Provisions (Credit) for Loan Losses
In 2006, the Bank recorded a provision for loan losses of $123 thousand compared to a negative or credit provision for loan losses of $53 thousand in 2005. The provision was to increase the Bank’s allowance for possible losses on its outstanding loan balances due to certain recently funded loan commitments. At the same time, because of the funding of the loan commitments, the Bank reduced its allowance for possible losses on outstanding loan commitments by $172 thousand. This compares to a negative provision or reduction of $71 thousand in this allowance over the prior year. These credits are included in other non-interest expense. On a combined basis, the Bank reduced its overall allowance on loan balances and outstanding loan commitments by $49 thousand in 2006, as compared to a reduction of $124 thousand in 2005.
The Bank’s loan portfolio decreased $16.8 million or 7.4% from $225.7 million at December 31, 2005 to $208.9 million at December 31, 2006. In determining the amount to provide for loan losses, the key factor is the adequacy of the allowance for loan losses. Management uses a methodology to systematically measure the amount of estimated loan loss exposure inherent in the portfolio for the purposes of establishing a sufficient allowance for loan losses. The methodology includes three elements: an analysis of individual loans deemed to be impaired, general loss allocations for various loan types based on loss experience factors, and an unallocated allowance which is maintained based on management’s assessment of many factors including the risk characteristics of the portfolio, concentrations of credit, current and anticipated economic conditions that may effect the borrowers’ ability to pay, and trends in loan delinquencies and charge-offs. At December 31, 2006, the allowance for loan losses was $1.4 million representing 0.66% of total loans and over ten times the balance of non-accrual loans. This compares to $1.3 million representing 0.56% of total loans and almost five times the balance of non-accrual loans at December 31, 2005. Non-accrual loans were near historical lows totaling $137 thousand at December 31, 2006, down from $257 thousand a year earlier. The Bank had net recoveries of loans previously charged-off of $6 thousand in 2006 compared to $1 thousand in net charge-offs in 2005.
The Bank’s allowance for loan losses on off-balance sheet credit exposures (shown separately on the balance sheet) totaled $345 thousand and $517 thousand, respectively, at December 31, 2006 and 2005.

**WRITTEN TASKS:**
(1) Please copy the part of the loan losses passage between "Provisions (Credit) for" and "of $124 thousand in 2005.", inclusive.
(2) Answer these questions from the loan losses passage:
(a) What provision for loan losses did the Bank record in 2006?
(b) What was the Bank's loan portfolio at December 31, 2006?
(c) What was the allowance for loan losses on off-balance sheet credit exposures at December 31, 2005?

[Lines of data]

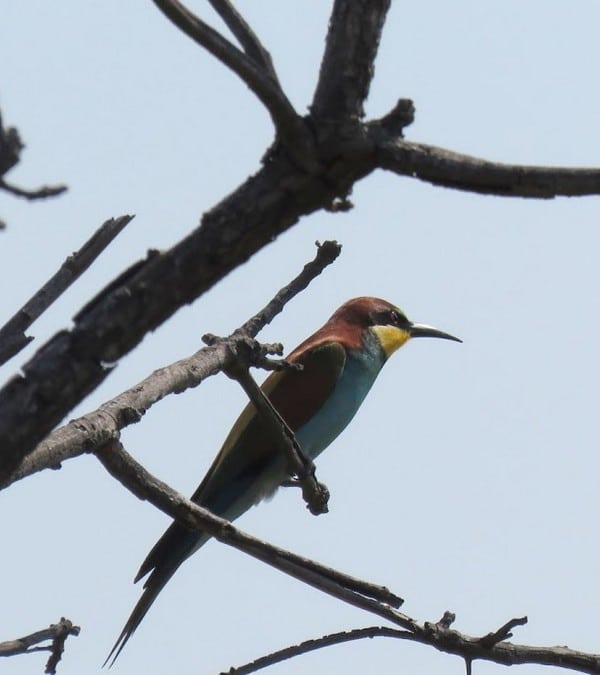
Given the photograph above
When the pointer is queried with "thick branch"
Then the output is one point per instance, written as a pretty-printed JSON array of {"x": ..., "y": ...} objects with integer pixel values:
[
  {"x": 472, "y": 174},
  {"x": 347, "y": 68},
  {"x": 97, "y": 428},
  {"x": 12, "y": 334}
]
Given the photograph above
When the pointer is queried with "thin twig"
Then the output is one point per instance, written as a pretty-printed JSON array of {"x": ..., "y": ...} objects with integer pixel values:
[
  {"x": 57, "y": 633},
  {"x": 145, "y": 486},
  {"x": 286, "y": 120},
  {"x": 315, "y": 494},
  {"x": 245, "y": 36},
  {"x": 99, "y": 427},
  {"x": 12, "y": 334},
  {"x": 447, "y": 168},
  {"x": 40, "y": 193}
]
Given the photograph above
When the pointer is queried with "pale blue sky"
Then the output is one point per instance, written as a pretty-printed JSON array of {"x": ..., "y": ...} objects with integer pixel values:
[{"x": 469, "y": 480}]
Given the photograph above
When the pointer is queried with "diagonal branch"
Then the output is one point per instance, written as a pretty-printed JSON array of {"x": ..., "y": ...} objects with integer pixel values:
[
  {"x": 97, "y": 428},
  {"x": 347, "y": 68},
  {"x": 473, "y": 174},
  {"x": 288, "y": 123},
  {"x": 145, "y": 486},
  {"x": 38, "y": 193},
  {"x": 12, "y": 334},
  {"x": 372, "y": 598},
  {"x": 57, "y": 633},
  {"x": 244, "y": 34}
]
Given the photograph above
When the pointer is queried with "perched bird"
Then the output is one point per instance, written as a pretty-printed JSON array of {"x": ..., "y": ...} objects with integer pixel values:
[{"x": 340, "y": 363}]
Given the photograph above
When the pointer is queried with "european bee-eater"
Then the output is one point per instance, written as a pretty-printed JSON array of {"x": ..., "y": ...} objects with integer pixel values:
[{"x": 340, "y": 363}]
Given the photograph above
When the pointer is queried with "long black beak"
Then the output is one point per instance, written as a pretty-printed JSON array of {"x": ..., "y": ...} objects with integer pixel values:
[{"x": 422, "y": 330}]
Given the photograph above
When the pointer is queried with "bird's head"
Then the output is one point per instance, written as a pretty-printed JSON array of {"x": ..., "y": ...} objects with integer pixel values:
[{"x": 386, "y": 322}]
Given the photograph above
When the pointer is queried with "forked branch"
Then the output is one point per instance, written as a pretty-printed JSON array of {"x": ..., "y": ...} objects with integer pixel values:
[{"x": 98, "y": 428}]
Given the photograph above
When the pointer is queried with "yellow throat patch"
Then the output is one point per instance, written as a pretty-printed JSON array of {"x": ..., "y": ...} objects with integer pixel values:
[{"x": 390, "y": 338}]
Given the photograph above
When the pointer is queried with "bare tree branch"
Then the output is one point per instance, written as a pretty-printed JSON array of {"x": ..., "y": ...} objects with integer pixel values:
[
  {"x": 10, "y": 154},
  {"x": 352, "y": 591},
  {"x": 97, "y": 428},
  {"x": 255, "y": 69},
  {"x": 145, "y": 486},
  {"x": 57, "y": 633},
  {"x": 244, "y": 34},
  {"x": 39, "y": 193},
  {"x": 348, "y": 62},
  {"x": 12, "y": 334},
  {"x": 464, "y": 172},
  {"x": 453, "y": 642},
  {"x": 315, "y": 494}
]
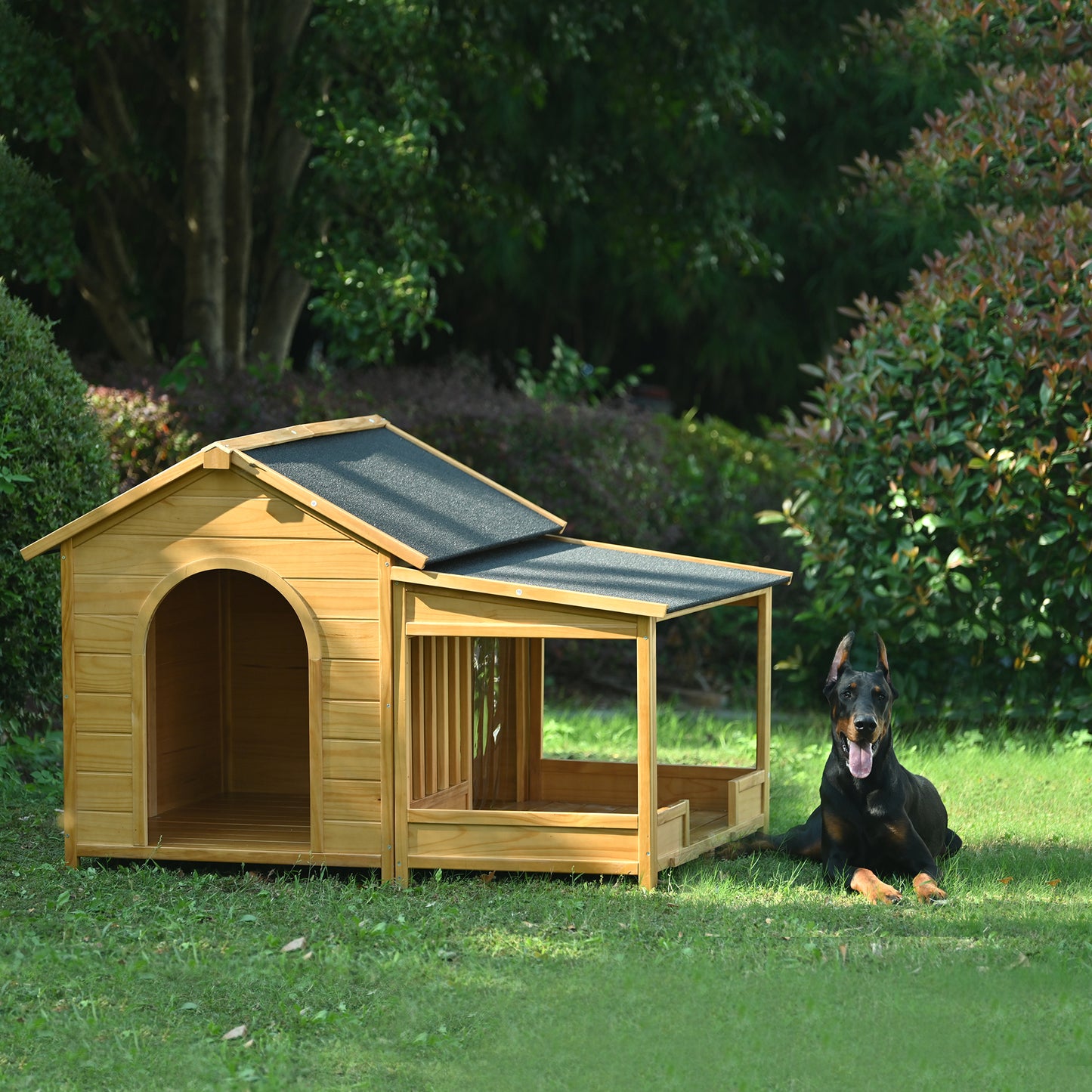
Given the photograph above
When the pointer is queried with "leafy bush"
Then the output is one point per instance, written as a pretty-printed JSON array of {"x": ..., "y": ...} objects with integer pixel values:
[
  {"x": 54, "y": 466},
  {"x": 144, "y": 432},
  {"x": 950, "y": 456}
]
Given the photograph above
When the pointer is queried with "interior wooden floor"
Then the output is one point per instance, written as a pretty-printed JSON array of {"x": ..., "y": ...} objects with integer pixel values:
[{"x": 237, "y": 821}]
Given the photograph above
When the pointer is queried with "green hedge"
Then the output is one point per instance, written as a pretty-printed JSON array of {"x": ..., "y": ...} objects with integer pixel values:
[{"x": 54, "y": 466}]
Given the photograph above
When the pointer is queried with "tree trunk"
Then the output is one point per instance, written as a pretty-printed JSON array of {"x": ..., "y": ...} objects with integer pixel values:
[
  {"x": 204, "y": 190},
  {"x": 238, "y": 201}
]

**RESPONSES BY TASK:**
(1)
Provisions (Credit) for Loan Losses
In 2006, the Bank recorded a provision for loan losses of $123 thousand compared to a negative or credit provision for loan losses of $53 thousand in 2005. The provision was to increase the Bank’s allowance for possible losses on its outstanding loan balances due to certain recently funded loan commitments. At the same time, because of the funding of the loan commitments, the Bank reduced its allowance for possible losses on outstanding loan commitments by $172 thousand. This compares to a negative provision or reduction of $71 thousand in this allowance over the prior year. These credits are included in other non-interest expense. On a combined basis, the Bank reduced its overall allowance on loan balances and outstanding loan commitments by $49 thousand in 2006, as compared to a reduction of $124 thousand in 2005.

(2)
(a) $123 thousand
(b) $208.9 million
(c) $517 thousand